### Written problem
Write each line exactly as it stands, from the line containing "For every instance of the gray" through the end of the data.

### Supplied material
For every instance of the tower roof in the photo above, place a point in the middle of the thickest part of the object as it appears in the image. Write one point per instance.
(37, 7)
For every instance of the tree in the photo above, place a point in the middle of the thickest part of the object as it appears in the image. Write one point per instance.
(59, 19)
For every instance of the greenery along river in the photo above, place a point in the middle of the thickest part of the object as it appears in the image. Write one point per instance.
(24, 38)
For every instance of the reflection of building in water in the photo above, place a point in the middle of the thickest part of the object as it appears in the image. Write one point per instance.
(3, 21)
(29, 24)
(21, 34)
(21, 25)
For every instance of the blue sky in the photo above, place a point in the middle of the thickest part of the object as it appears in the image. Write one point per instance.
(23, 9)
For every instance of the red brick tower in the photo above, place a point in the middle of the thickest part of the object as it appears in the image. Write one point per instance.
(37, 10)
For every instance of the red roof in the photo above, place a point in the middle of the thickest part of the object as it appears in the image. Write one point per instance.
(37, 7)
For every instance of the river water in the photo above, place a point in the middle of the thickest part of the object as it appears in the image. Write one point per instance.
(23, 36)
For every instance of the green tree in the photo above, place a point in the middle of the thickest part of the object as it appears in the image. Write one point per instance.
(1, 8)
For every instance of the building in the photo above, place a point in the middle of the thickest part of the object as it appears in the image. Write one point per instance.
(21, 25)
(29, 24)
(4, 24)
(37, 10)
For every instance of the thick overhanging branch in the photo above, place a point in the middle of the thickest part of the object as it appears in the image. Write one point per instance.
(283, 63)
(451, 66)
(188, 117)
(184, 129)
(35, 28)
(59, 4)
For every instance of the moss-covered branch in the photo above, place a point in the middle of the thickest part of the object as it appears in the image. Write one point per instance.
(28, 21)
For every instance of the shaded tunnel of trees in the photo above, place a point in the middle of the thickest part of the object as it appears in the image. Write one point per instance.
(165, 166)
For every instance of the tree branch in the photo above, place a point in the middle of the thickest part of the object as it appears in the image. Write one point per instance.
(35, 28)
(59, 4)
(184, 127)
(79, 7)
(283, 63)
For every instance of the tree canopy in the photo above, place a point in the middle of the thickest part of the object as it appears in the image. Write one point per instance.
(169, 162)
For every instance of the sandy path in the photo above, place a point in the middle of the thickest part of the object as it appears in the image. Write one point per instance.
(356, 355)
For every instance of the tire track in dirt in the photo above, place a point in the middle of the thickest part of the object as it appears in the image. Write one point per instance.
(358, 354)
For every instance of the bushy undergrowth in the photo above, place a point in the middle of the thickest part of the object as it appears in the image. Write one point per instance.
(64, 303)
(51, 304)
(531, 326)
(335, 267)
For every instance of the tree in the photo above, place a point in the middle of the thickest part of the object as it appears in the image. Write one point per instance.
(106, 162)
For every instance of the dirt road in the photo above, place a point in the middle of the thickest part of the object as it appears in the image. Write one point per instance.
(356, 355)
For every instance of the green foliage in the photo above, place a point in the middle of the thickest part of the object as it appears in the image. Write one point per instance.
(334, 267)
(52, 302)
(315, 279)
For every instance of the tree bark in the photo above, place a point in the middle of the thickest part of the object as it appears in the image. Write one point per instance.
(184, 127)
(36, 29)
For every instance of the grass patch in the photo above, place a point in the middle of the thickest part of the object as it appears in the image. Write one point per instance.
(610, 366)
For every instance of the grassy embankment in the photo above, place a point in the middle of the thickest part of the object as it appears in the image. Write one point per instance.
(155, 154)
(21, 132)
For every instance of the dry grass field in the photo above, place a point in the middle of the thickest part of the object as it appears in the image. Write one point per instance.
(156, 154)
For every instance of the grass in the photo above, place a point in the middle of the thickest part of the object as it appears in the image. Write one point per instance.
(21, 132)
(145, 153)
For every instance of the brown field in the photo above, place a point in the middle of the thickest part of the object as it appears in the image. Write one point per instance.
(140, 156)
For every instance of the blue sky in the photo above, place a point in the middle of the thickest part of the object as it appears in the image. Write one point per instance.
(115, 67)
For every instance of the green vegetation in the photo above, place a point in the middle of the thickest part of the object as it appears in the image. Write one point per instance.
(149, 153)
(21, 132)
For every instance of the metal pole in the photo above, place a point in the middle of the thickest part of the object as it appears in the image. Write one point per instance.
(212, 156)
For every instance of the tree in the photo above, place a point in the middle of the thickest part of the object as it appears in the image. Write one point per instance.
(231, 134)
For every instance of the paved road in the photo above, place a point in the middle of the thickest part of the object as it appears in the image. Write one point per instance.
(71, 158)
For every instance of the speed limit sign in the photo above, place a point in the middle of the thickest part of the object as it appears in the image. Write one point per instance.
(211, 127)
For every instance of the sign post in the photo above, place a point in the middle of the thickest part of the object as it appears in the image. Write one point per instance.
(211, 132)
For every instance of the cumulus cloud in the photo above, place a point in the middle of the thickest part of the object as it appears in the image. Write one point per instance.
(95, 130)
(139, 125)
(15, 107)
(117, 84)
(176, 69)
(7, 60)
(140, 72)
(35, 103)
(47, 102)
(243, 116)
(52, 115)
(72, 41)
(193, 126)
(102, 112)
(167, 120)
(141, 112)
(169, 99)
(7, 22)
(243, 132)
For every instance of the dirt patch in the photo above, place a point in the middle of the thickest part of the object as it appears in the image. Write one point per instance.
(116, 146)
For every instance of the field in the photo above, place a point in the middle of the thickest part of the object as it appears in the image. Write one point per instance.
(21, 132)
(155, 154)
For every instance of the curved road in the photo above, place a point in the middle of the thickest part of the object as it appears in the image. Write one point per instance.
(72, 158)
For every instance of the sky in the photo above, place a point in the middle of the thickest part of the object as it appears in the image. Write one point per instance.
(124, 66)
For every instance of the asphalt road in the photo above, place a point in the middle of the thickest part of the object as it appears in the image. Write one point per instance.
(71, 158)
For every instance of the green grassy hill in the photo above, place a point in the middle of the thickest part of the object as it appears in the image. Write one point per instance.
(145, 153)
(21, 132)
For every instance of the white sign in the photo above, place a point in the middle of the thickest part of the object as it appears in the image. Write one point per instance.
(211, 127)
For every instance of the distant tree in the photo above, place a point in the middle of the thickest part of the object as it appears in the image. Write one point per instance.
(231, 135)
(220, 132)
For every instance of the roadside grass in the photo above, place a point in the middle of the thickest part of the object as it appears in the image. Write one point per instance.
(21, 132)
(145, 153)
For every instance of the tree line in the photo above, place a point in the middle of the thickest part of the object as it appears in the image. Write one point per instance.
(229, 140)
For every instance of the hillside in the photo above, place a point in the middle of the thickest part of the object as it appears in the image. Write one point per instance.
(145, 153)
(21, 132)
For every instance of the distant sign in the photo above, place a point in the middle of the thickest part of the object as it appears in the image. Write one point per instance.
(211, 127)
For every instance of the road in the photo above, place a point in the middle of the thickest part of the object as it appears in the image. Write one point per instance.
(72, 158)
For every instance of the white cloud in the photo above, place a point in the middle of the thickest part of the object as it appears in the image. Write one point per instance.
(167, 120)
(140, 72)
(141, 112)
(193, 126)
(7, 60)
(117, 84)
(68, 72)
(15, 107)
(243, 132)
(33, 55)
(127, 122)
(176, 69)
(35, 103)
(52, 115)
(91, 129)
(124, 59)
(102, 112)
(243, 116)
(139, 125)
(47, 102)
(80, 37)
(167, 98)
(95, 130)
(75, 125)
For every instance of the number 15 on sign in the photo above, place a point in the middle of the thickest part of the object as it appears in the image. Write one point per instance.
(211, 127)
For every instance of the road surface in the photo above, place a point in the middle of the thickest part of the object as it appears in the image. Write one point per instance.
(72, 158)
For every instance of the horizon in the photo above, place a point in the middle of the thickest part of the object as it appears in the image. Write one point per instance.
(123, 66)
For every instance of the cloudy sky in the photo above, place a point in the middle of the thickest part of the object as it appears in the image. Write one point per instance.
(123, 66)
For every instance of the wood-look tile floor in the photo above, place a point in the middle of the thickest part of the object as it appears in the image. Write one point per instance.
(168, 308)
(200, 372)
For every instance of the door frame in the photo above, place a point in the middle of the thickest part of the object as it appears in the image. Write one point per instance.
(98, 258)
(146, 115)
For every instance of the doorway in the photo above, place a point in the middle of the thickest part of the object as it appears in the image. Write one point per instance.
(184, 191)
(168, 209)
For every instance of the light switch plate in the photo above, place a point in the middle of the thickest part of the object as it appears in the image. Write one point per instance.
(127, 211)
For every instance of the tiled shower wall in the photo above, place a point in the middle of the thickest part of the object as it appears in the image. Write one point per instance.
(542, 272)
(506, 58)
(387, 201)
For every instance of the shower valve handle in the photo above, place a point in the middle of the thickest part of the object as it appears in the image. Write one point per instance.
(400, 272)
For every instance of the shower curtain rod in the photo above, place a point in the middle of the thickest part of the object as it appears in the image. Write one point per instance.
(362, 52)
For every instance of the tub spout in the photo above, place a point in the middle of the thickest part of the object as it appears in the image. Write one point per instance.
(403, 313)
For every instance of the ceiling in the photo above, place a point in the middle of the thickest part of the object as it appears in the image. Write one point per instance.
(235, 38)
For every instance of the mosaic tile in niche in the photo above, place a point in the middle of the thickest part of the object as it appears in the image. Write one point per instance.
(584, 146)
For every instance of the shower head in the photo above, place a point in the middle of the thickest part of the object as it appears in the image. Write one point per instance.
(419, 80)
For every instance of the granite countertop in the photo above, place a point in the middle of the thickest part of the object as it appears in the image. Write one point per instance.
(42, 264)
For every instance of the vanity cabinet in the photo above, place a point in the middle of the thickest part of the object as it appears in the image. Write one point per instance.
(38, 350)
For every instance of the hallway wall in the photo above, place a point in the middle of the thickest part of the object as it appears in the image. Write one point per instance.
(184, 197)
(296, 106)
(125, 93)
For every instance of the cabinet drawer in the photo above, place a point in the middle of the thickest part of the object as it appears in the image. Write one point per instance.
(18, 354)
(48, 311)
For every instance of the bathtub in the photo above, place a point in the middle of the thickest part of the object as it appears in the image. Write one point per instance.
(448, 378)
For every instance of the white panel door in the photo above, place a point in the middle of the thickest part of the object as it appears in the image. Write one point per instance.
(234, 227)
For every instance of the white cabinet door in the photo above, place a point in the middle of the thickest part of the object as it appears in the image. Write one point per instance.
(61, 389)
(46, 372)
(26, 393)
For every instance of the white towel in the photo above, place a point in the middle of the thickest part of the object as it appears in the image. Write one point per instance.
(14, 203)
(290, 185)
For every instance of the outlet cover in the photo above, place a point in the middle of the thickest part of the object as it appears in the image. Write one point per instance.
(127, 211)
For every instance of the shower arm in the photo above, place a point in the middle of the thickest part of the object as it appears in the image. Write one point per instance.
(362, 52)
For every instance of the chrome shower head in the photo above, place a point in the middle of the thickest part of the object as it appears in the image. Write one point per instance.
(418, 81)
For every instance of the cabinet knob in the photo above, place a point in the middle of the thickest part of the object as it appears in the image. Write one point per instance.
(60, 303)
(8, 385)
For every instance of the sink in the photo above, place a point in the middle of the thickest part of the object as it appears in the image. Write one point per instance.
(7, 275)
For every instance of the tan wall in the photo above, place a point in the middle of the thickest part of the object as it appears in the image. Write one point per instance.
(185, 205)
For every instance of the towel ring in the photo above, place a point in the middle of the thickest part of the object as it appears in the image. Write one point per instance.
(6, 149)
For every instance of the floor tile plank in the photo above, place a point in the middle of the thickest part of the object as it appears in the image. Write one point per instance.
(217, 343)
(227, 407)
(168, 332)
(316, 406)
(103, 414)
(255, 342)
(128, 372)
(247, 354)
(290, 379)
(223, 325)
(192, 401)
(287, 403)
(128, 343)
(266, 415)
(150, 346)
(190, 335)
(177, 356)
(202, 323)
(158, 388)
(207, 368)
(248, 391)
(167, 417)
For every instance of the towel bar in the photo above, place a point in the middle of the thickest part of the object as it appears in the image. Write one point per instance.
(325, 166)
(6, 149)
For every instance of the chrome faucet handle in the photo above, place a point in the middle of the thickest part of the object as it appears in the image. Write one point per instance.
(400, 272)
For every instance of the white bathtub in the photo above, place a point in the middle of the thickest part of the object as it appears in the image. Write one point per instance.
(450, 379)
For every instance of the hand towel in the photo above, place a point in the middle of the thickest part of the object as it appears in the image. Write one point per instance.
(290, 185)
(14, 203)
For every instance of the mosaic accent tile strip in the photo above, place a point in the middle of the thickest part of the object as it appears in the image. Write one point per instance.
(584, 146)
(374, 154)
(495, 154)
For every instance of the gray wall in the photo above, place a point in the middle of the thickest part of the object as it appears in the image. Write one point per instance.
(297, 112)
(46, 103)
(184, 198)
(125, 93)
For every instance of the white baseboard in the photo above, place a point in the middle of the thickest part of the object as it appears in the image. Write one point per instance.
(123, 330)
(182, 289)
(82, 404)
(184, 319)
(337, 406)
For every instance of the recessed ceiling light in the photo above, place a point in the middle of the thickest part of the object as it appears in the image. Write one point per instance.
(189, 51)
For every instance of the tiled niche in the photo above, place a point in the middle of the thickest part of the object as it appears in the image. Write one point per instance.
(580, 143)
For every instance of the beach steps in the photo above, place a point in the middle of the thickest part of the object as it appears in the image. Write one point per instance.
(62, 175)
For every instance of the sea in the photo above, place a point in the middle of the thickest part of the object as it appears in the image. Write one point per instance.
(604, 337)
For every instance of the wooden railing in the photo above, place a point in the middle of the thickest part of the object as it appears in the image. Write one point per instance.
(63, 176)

### Complete output
For every instance of the gray wall in the photo above, place a point in the middle of the thickest part of the object as it appears in the image. Write one point per instance.
(297, 112)
(46, 103)
(184, 198)
(125, 93)
For every instance of the white baseboard in the photo above, place a point in the middle of the thickest part of the object as it appears in the image. Write one point per instance.
(123, 330)
(182, 289)
(82, 404)
(184, 319)
(337, 406)
For every instance of the recessed ceiling light in the photo above, place a point in the middle of the thickest part of the object as it appears in the image. Write one point per instance.
(189, 51)
For every instance of the tiled niche in the photo above, place a point in the middle of the thickest part of the object as it appears in the image. Write one point per instance.
(580, 143)
For every instance of the beach steps in the photo above, place a point in the middle of the thickest part of the object as it appears in the image. Write one point per instance.
(62, 175)
For every instance of the sea in the photo above, place a point in the middle of the thickest part of the object as it appears in the image. Write one point per instance.
(604, 337)
For every instance of the wooden railing in the photo above, place a point in the middle of the thickest part of the object as it appears in the image. Write one point per instance.
(63, 176)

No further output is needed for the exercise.